> [SET EXERCISE]
Send back the records in full, character for character.

> [DATA RECORDS]
## Start

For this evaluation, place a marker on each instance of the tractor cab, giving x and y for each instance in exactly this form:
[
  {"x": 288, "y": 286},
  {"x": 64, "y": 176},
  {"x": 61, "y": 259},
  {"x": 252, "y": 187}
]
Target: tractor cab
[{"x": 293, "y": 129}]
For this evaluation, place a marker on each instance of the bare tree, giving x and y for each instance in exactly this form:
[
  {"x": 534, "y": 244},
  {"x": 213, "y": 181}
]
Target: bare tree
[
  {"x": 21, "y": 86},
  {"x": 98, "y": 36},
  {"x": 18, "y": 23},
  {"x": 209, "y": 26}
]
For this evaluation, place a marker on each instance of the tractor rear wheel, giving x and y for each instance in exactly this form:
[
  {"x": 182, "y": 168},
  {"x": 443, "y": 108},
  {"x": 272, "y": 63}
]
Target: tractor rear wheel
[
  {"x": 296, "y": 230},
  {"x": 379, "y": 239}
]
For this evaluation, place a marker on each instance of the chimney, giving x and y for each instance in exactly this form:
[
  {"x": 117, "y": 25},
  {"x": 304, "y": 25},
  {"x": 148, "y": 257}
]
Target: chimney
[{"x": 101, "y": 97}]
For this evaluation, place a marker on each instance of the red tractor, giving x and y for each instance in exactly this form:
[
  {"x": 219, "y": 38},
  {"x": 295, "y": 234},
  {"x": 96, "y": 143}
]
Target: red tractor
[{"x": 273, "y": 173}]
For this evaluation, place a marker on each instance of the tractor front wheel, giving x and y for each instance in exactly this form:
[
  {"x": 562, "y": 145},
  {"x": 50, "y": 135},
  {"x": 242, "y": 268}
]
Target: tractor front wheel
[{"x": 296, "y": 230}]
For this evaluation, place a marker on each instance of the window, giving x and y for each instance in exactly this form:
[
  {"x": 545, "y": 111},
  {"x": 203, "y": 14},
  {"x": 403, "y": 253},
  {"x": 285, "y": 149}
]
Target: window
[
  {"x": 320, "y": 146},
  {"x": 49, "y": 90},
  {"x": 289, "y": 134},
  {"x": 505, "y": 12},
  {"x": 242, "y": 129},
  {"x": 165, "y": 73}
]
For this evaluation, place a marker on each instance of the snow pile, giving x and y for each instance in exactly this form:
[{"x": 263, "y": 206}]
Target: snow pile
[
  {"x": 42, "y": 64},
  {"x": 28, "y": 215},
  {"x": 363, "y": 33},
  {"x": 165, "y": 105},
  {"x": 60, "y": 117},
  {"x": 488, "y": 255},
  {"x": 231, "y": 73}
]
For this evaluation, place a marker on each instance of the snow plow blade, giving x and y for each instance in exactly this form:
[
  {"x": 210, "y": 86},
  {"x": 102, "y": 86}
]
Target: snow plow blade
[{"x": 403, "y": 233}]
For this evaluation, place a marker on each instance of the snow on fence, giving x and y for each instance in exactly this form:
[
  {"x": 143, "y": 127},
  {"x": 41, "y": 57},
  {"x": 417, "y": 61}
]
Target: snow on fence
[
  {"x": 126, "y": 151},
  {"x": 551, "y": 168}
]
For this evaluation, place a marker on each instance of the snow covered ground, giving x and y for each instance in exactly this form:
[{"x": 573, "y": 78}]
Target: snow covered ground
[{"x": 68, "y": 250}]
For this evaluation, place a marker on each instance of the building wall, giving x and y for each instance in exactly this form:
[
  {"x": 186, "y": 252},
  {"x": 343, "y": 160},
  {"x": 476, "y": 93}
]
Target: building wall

## End

> [SOLUTION TO THIS TASK]
For this evaluation, place a marker on each instance of the tractor cab, giving x and y for each instance in exactly this form:
[
  {"x": 288, "y": 286},
  {"x": 64, "y": 176},
  {"x": 61, "y": 259},
  {"x": 252, "y": 187}
]
Target: tractor cab
[{"x": 293, "y": 129}]
For this evaluation, place a marker on each instance of the bare tree, giving x and y for each instance in exactly this form:
[
  {"x": 534, "y": 244},
  {"x": 213, "y": 181}
]
Target: bare tree
[
  {"x": 21, "y": 86},
  {"x": 98, "y": 36},
  {"x": 18, "y": 23},
  {"x": 209, "y": 26}
]
For this evaluation, place a marker on each instance of the tractor rear wheel, giving x and y for each instance in exactly this form:
[
  {"x": 182, "y": 168},
  {"x": 443, "y": 108},
  {"x": 272, "y": 63}
]
Target: tractor rear wheel
[
  {"x": 296, "y": 230},
  {"x": 379, "y": 239}
]
For this evaluation, place a marker on each instance of the chimney, giving x and y for each instance in exactly this form:
[
  {"x": 117, "y": 25},
  {"x": 304, "y": 25},
  {"x": 148, "y": 257}
]
Target: chimney
[{"x": 101, "y": 97}]
For this evaluation, place a marker on each instance of the red tractor, giving x and y for each instance in exactly this form:
[
  {"x": 219, "y": 38},
  {"x": 295, "y": 234},
  {"x": 96, "y": 143}
]
Target: red tractor
[{"x": 273, "y": 173}]
For this evaluation, place a marker on each instance of the tractor front wheel, giving x and y for each instance in exactly this form:
[
  {"x": 562, "y": 145},
  {"x": 50, "y": 135},
  {"x": 242, "y": 268}
]
Target: tractor front wheel
[{"x": 296, "y": 230}]
For this evaluation, place a marker on each instance of the window, giving x and y for each instance in exactly this form:
[
  {"x": 545, "y": 111},
  {"x": 203, "y": 14},
  {"x": 403, "y": 253},
  {"x": 285, "y": 149}
]
Target: window
[
  {"x": 320, "y": 146},
  {"x": 49, "y": 90},
  {"x": 289, "y": 134},
  {"x": 505, "y": 12},
  {"x": 242, "y": 129},
  {"x": 165, "y": 73}
]
For this evaluation, place a marker on each instance of the snow pile, giving x and y for each instance in exactly this form:
[{"x": 263, "y": 206}]
Target: snow pile
[
  {"x": 42, "y": 64},
  {"x": 28, "y": 215},
  {"x": 363, "y": 33},
  {"x": 165, "y": 105},
  {"x": 60, "y": 117},
  {"x": 488, "y": 255},
  {"x": 231, "y": 73}
]
For this evaluation, place a marker on each instance of the snow plow blade, giving x and y for each instance in exactly this form:
[
  {"x": 210, "y": 86},
  {"x": 102, "y": 86}
]
Target: snow plow blade
[{"x": 403, "y": 233}]
For this evaluation, place a marker on each instance of the snow on fence, giving x and y for each instance in exactly this form:
[
  {"x": 143, "y": 127},
  {"x": 41, "y": 57},
  {"x": 417, "y": 61}
]
Target: snow on fence
[
  {"x": 126, "y": 151},
  {"x": 551, "y": 168}
]
For this evaluation, place a marker on each instance of the snow covered ground, giving x and y for each instance in exactly this form:
[{"x": 573, "y": 78}]
Target: snow covered ground
[{"x": 68, "y": 250}]
For this evaluation, place a marker on each instance of the building wall, giving x and y for each instance in exactly this form:
[
  {"x": 186, "y": 252},
  {"x": 343, "y": 160},
  {"x": 476, "y": 93}
]
Target: building wall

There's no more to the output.